§ **Excerpt**:
The United States rolled out its Peace Corps Program in 1961, and its Volunteers first began arriving to the Republic of Korea and to “Cheju” (Jeju) Island in 1966. To Peace Corps Volunteers who served in Korea the Island will always be remembered as “Cheju.” That is because we all spelled it that way (in contrast to “Jeju”) during the years we served. Nineteen-eight-one was the year Peace Corps shut down shop in Korea and its final Volunteer officially deactivated.
There were all told 51 PCV groups trained to serve in Korea and they were numbered consecutively. For example, the K-1 Volunteer group arrived in Korea in 1966 and the K-51 group departed Korea in 1981. The approximately 2,000 Volunteers who actually served in Korea over the lifespan of the program trained primarily in English education and health specialties (for example, as TB and leprosy technicians). Many Volunteers liked Korea so much that they found work and stayed on in-country directly following after officially terminating their Peace Corps service. Several “went native” and a few went crazy. There are endless anecdotes.

§ **Instructions for the task**: State whether each statement agrees with the text on the Peace Corps in Korea, answering yes or no and quoting the words that decide it: (a) the Peace Corps Program began in 1966; (b) Volunteers in Korea trained mainly in English education and health specialties; (c) the last Peace Corps Volunteer in Korea deactivated in 1981.

§ **Dataset records**:
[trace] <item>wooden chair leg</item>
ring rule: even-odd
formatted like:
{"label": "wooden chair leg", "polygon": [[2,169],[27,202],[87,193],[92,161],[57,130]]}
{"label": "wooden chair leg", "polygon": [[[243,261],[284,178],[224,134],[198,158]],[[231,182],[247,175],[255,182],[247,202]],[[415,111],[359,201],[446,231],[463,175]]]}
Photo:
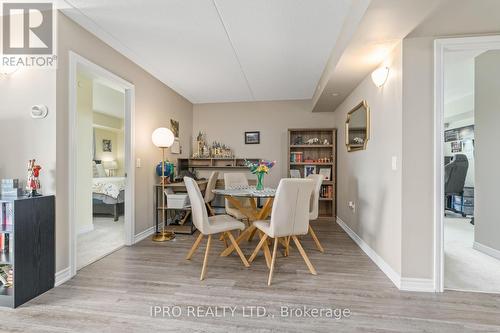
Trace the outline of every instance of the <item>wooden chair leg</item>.
{"label": "wooden chair leg", "polygon": [[227,249],[228,244],[227,244],[227,239],[226,239],[226,235],[224,232],[220,235],[219,240],[222,240],[224,242],[224,247]]}
{"label": "wooden chair leg", "polygon": [[193,256],[194,252],[196,251],[196,249],[198,249],[198,246],[200,246],[200,243],[201,243],[202,239],[203,239],[203,234],[200,233],[198,235],[198,238],[196,238],[196,240],[194,241],[193,246],[191,247],[191,250],[189,250],[188,255],[186,256],[186,260],[190,260],[191,259],[191,257]]}
{"label": "wooden chair leg", "polygon": [[212,241],[212,235],[208,235],[207,248],[205,249],[205,258],[203,258],[203,267],[201,268],[200,280],[204,280],[205,274],[207,273],[208,252],[210,251],[211,241]]}
{"label": "wooden chair leg", "polygon": [[288,257],[290,255],[290,236],[286,238],[286,256]]}
{"label": "wooden chair leg", "polygon": [[213,209],[213,207],[210,205],[210,202],[206,202],[205,203],[207,205],[207,208],[208,208],[208,213],[210,214],[210,216],[214,216],[215,215],[215,210]]}
{"label": "wooden chair leg", "polygon": [[257,228],[256,228],[254,231],[252,231],[252,233],[250,234],[250,236],[248,236],[248,241],[249,241],[249,242],[251,242],[251,241],[252,241],[252,239],[253,239],[253,237],[255,236],[255,233],[256,233],[256,232],[257,232]]}
{"label": "wooden chair leg", "polygon": [[233,244],[234,248],[236,249],[236,252],[238,252],[238,255],[240,256],[241,261],[243,262],[243,265],[245,265],[245,267],[250,267],[250,264],[248,263],[247,258],[245,258],[245,255],[241,251],[240,246],[238,245],[238,243],[236,243],[236,239],[234,239],[233,235],[230,232],[226,232],[226,234],[229,237],[229,240]]}
{"label": "wooden chair leg", "polygon": [[[264,236],[262,236],[262,237],[264,237]],[[270,241],[271,238],[269,238],[269,237],[266,237],[266,238],[267,238],[266,241],[262,245],[262,250],[264,251],[264,258],[266,258],[267,268],[271,268],[271,251],[269,250],[269,244],[268,244],[268,241]]]}
{"label": "wooden chair leg", "polygon": [[309,271],[311,272],[311,274],[317,275],[318,273],[316,272],[316,269],[314,269],[314,266],[309,261],[309,257],[307,257],[307,254],[304,251],[304,248],[302,247],[302,244],[300,244],[300,241],[297,238],[297,236],[292,236],[292,238],[293,238],[293,241],[294,241],[295,245],[297,246],[297,249],[300,252],[300,255],[302,256],[302,258],[306,262],[307,268],[309,268]]}
{"label": "wooden chair leg", "polygon": [[309,233],[311,234],[311,237],[314,240],[314,243],[316,243],[316,247],[318,248],[319,252],[324,253],[325,250],[323,249],[323,246],[321,246],[321,243],[319,242],[318,237],[316,237],[316,233],[314,232],[313,228],[309,226]]}
{"label": "wooden chair leg", "polygon": [[253,253],[250,256],[250,259],[248,259],[248,262],[254,261],[255,257],[257,257],[257,254],[259,253],[260,249],[262,248],[262,245],[264,245],[264,242],[267,240],[267,237],[268,236],[266,234],[264,234],[264,236],[262,236],[260,238],[260,242],[259,242],[259,244],[257,244],[257,247],[255,248],[255,250],[253,250]]}
{"label": "wooden chair leg", "polygon": [[267,285],[271,285],[271,280],[273,279],[274,273],[274,263],[276,262],[276,250],[278,249],[278,237],[274,239],[273,257],[271,259],[271,268],[269,269],[269,279],[267,280]]}

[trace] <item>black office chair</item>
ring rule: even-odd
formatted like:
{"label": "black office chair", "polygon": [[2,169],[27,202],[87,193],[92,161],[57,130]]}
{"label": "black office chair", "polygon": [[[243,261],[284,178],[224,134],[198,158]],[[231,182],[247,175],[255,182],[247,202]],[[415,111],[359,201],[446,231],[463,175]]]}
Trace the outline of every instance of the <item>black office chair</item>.
{"label": "black office chair", "polygon": [[453,156],[451,162],[444,166],[444,194],[447,198],[446,209],[456,212],[452,207],[451,196],[460,195],[462,197],[462,211],[460,213],[463,217],[465,217],[463,211],[463,194],[468,169],[469,160],[464,154]]}

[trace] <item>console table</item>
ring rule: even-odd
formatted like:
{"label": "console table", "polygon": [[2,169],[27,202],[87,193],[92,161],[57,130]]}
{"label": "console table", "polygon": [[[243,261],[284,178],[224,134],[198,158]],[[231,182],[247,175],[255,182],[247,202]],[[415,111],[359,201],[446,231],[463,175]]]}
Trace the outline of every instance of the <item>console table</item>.
{"label": "console table", "polygon": [[[201,191],[205,190],[208,180],[198,180],[196,181],[198,184],[199,188]],[[177,183],[170,183],[165,185],[165,189],[170,189],[172,192],[187,192],[186,190],[186,185],[184,182],[177,182]],[[159,223],[163,222],[165,224],[165,230],[168,231],[173,231],[176,234],[188,234],[192,235],[195,231],[196,228],[193,225],[190,215],[191,215],[191,207],[185,207],[185,208],[168,208],[168,198],[165,197],[165,207],[161,206],[161,195],[162,195],[162,186],[161,184],[156,184],[155,185],[155,222],[156,225],[159,225]],[[165,195],[165,194],[163,194]],[[165,211],[165,219],[166,221],[160,221],[161,216],[162,216],[162,210]],[[178,212],[185,212],[184,217],[181,219],[179,224],[168,224],[168,218],[171,215],[171,213],[178,213]]]}

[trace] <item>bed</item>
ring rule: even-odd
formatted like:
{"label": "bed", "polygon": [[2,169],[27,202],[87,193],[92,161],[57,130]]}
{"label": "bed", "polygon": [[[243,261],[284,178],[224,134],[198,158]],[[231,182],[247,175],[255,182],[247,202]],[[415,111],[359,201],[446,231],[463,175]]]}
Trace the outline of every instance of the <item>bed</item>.
{"label": "bed", "polygon": [[125,202],[125,177],[94,177],[92,179],[93,215],[112,215],[118,221]]}

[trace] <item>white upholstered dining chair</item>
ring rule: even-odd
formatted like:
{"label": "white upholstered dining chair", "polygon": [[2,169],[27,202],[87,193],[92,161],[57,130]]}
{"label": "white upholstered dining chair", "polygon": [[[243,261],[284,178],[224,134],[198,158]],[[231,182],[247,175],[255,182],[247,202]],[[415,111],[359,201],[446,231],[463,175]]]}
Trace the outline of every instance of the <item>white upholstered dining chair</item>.
{"label": "white upholstered dining chair", "polygon": [[217,178],[219,178],[219,173],[217,171],[213,171],[208,178],[207,187],[205,188],[205,195],[203,196],[203,200],[205,201],[205,205],[207,205],[210,215],[215,215],[215,211],[210,203],[215,198],[215,193],[213,192],[213,190],[215,189],[215,185],[217,185]]}
{"label": "white upholstered dining chair", "polygon": [[[321,191],[321,184],[323,183],[324,177],[323,175],[312,174],[307,176],[307,178],[312,179],[314,181],[314,191],[311,196],[311,205],[309,208],[309,221],[314,221],[318,218],[319,215],[319,192]],[[318,250],[322,253],[325,252],[323,246],[321,246],[321,243],[319,242],[319,239],[316,236],[316,233],[314,232],[310,224],[309,224],[309,234],[314,240],[314,243],[316,244]]]}
{"label": "white upholstered dining chair", "polygon": [[282,179],[276,190],[271,221],[254,222],[254,225],[262,232],[262,237],[252,253],[249,262],[255,259],[264,243],[267,246],[267,239],[269,237],[274,238],[271,267],[267,281],[268,285],[271,284],[273,277],[278,242],[282,240],[285,243],[289,236],[293,239],[309,271],[314,275],[317,274],[316,269],[309,261],[304,248],[297,238],[298,235],[307,234],[309,230],[309,205],[314,185],[315,183],[311,179]]}
{"label": "white upholstered dining chair", "polygon": [[191,250],[189,250],[186,259],[190,260],[193,256],[194,252],[198,248],[201,243],[201,240],[204,236],[208,236],[207,246],[205,248],[205,257],[203,259],[203,266],[201,269],[200,280],[205,278],[205,274],[207,271],[207,260],[208,260],[208,252],[210,251],[210,243],[212,241],[213,234],[224,234],[234,245],[236,252],[241,258],[241,261],[245,265],[245,267],[249,267],[247,259],[245,255],[241,251],[238,243],[234,239],[231,234],[232,230],[243,230],[245,229],[245,224],[242,222],[235,220],[229,215],[215,215],[208,216],[207,207],[205,206],[205,201],[203,200],[203,196],[201,195],[200,188],[194,179],[189,177],[184,177],[184,184],[186,185],[186,189],[189,195],[189,201],[191,202],[191,214],[193,216],[193,223],[200,232],[198,238],[196,238]]}

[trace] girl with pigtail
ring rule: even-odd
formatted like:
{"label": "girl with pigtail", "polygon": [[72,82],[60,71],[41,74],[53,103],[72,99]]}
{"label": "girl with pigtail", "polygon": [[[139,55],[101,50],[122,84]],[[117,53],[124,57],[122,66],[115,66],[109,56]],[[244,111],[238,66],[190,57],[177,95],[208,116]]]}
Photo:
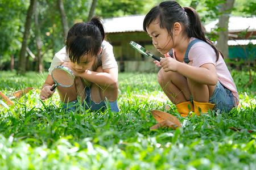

§ **Final result**:
(a) No: "The United States rolled out its Peace Corps Program in 1961"
(b) Yes: "trained primarily in English education and health specialties"
(c) Yes: "Nineteen-eight-one was the year Peace Corps shut down shop in Korea and its final Volunteer officially deactivated."